WHAT TO PRODUCE:
Show every line of the records that contains the word "green".

[Rows from a box labeling dataset]
------------------------
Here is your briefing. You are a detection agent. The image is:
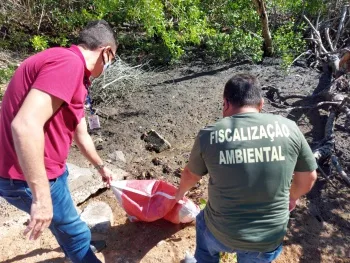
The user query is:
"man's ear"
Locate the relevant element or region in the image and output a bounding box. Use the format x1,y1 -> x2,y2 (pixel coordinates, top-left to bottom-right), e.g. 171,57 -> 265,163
258,98 -> 265,112
224,98 -> 230,111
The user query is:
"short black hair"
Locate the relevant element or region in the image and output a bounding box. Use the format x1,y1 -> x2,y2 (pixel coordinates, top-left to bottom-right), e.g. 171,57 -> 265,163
78,20 -> 117,50
224,74 -> 262,107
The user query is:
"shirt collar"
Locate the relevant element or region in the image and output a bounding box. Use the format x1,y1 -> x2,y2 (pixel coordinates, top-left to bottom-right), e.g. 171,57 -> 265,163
68,45 -> 91,79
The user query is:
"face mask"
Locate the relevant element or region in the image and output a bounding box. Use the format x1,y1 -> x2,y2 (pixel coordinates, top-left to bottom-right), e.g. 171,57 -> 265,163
102,61 -> 111,72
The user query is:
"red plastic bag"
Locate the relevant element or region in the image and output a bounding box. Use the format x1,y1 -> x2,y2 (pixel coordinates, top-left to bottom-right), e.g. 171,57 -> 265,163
111,180 -> 199,224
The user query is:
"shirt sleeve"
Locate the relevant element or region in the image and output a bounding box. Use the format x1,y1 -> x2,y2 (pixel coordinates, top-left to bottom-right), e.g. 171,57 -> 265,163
32,56 -> 84,104
294,127 -> 317,172
187,134 -> 208,176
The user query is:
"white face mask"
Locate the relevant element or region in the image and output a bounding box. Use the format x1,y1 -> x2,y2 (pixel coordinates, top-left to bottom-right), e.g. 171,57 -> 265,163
102,61 -> 111,72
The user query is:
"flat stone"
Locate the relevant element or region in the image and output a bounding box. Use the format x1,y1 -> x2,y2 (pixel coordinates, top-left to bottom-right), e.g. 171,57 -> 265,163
143,130 -> 171,153
108,151 -> 126,167
80,202 -> 113,234
67,163 -> 105,204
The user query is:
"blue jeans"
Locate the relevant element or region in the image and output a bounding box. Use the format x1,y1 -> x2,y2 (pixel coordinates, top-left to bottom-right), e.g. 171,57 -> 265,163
0,171 -> 101,263
194,210 -> 282,263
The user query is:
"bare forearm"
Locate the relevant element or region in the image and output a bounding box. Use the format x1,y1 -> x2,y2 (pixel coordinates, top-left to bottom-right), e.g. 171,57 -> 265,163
75,133 -> 103,166
290,171 -> 317,200
177,167 -> 201,199
12,123 -> 51,201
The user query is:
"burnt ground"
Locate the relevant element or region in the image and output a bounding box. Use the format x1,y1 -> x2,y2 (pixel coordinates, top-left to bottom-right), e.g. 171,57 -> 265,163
0,61 -> 350,263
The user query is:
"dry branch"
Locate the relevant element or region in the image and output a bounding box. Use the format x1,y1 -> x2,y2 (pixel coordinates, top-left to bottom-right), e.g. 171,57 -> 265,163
91,58 -> 146,105
303,15 -> 328,53
331,155 -> 350,186
268,101 -> 340,113
333,5 -> 349,47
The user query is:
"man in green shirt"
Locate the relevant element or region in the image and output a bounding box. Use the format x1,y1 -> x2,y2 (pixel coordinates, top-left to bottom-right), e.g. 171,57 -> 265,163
176,74 -> 317,263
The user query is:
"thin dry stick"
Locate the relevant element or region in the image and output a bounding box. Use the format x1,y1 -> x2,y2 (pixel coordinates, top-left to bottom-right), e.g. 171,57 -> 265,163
325,27 -> 334,52
331,155 -> 350,186
37,4 -> 45,33
268,101 -> 341,113
303,15 -> 328,53
333,5 -> 349,47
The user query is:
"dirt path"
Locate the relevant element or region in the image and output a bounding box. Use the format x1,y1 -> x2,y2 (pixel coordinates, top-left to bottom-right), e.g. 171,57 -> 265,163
0,60 -> 350,263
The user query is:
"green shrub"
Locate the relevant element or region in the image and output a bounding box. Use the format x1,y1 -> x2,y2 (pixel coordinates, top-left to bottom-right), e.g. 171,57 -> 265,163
0,66 -> 15,84
31,36 -> 49,51
273,21 -> 306,69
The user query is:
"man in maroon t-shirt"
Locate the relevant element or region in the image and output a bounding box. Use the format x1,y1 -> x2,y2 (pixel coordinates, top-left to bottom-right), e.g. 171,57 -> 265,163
0,20 -> 117,263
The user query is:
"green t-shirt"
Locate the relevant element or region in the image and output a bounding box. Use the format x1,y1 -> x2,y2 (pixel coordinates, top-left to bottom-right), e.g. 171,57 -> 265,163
188,113 -> 317,252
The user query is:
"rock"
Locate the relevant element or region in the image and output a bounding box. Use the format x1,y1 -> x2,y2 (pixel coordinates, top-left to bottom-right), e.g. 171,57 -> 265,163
146,171 -> 154,179
152,157 -> 162,166
163,164 -> 172,174
80,202 -> 113,234
108,166 -> 130,181
108,151 -> 126,167
142,130 -> 171,153
96,144 -> 103,151
174,168 -> 183,178
67,163 -> 105,204
157,240 -> 165,247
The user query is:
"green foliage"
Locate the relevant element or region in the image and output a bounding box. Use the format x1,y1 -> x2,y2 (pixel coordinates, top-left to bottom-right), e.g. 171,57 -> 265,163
0,0 -> 335,65
199,198 -> 207,210
0,66 -> 15,85
273,21 -> 306,70
31,36 -> 49,51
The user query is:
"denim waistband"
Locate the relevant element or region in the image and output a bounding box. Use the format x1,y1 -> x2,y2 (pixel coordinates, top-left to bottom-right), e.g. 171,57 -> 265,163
0,176 -> 57,184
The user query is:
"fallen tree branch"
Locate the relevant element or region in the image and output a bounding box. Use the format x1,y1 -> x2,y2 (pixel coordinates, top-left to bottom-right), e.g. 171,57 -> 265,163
268,101 -> 341,113
333,5 -> 349,47
303,15 -> 328,53
317,164 -> 336,188
324,27 -> 334,52
331,155 -> 350,186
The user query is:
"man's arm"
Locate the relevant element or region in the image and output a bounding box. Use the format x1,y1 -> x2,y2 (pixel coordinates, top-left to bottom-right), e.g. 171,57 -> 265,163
175,166 -> 202,201
74,118 -> 113,187
289,170 -> 317,210
11,89 -> 63,239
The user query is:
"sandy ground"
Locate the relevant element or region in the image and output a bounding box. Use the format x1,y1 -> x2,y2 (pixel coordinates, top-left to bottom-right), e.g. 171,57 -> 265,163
0,59 -> 350,263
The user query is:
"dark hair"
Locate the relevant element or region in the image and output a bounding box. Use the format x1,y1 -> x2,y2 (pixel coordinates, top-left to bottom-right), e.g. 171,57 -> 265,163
78,20 -> 117,50
224,74 -> 261,107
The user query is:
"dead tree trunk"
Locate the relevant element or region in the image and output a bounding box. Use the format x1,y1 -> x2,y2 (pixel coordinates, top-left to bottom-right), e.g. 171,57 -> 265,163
253,0 -> 273,57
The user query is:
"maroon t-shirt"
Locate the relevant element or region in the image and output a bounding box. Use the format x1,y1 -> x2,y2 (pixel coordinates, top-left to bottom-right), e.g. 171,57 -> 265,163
0,46 -> 91,180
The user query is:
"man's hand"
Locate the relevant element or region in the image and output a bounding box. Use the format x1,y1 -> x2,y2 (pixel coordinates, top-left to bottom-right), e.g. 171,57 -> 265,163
289,198 -> 299,212
98,167 -> 117,188
24,197 -> 53,240
175,189 -> 186,202
175,166 -> 202,202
------------------------
FINISHED EXERCISE:
"man in green shirt"
"green shrub"
"green t-shirt"
"green foliage"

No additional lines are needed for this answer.